■ **Records shown**
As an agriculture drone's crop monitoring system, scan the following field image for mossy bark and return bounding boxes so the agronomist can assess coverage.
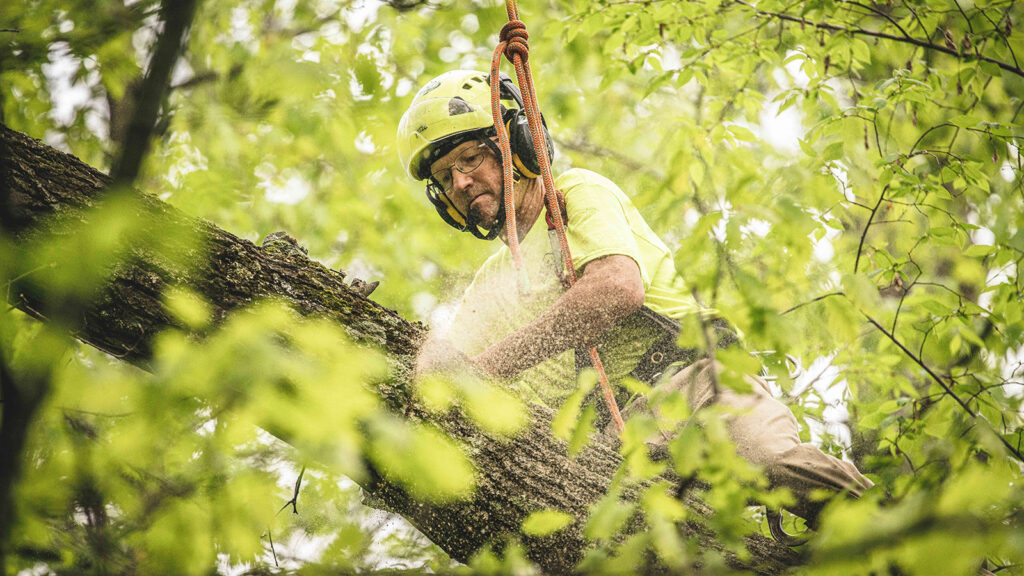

...

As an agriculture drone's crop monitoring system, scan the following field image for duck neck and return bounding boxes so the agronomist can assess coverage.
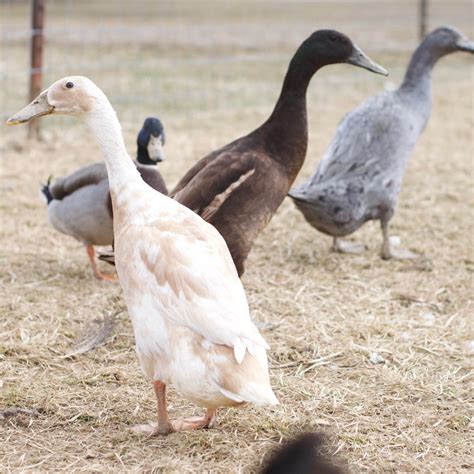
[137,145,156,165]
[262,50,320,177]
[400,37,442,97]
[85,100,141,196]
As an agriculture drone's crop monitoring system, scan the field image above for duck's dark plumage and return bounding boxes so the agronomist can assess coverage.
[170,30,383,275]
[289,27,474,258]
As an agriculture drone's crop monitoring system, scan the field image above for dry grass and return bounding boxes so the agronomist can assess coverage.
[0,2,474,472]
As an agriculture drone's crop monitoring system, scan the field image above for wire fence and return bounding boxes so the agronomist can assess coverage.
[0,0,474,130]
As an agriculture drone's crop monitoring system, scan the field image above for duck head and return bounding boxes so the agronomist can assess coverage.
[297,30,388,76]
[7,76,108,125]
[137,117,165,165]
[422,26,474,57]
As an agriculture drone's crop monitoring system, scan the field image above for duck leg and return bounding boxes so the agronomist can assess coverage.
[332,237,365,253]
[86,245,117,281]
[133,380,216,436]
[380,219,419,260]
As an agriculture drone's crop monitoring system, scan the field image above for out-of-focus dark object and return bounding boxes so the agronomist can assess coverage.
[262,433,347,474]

■ **Work instructions**
Copy the rows above word for word, starting at the line that contains "above for out-of-focus" and ending after the line that contains "[262,433,347,474]".

■ **Solution for this task**
As an agriculture drone's crop monitoring system, scan the field image above for out-of-focus dark object and return bounding boxes so the agronomist can assess coverage.
[262,433,347,474]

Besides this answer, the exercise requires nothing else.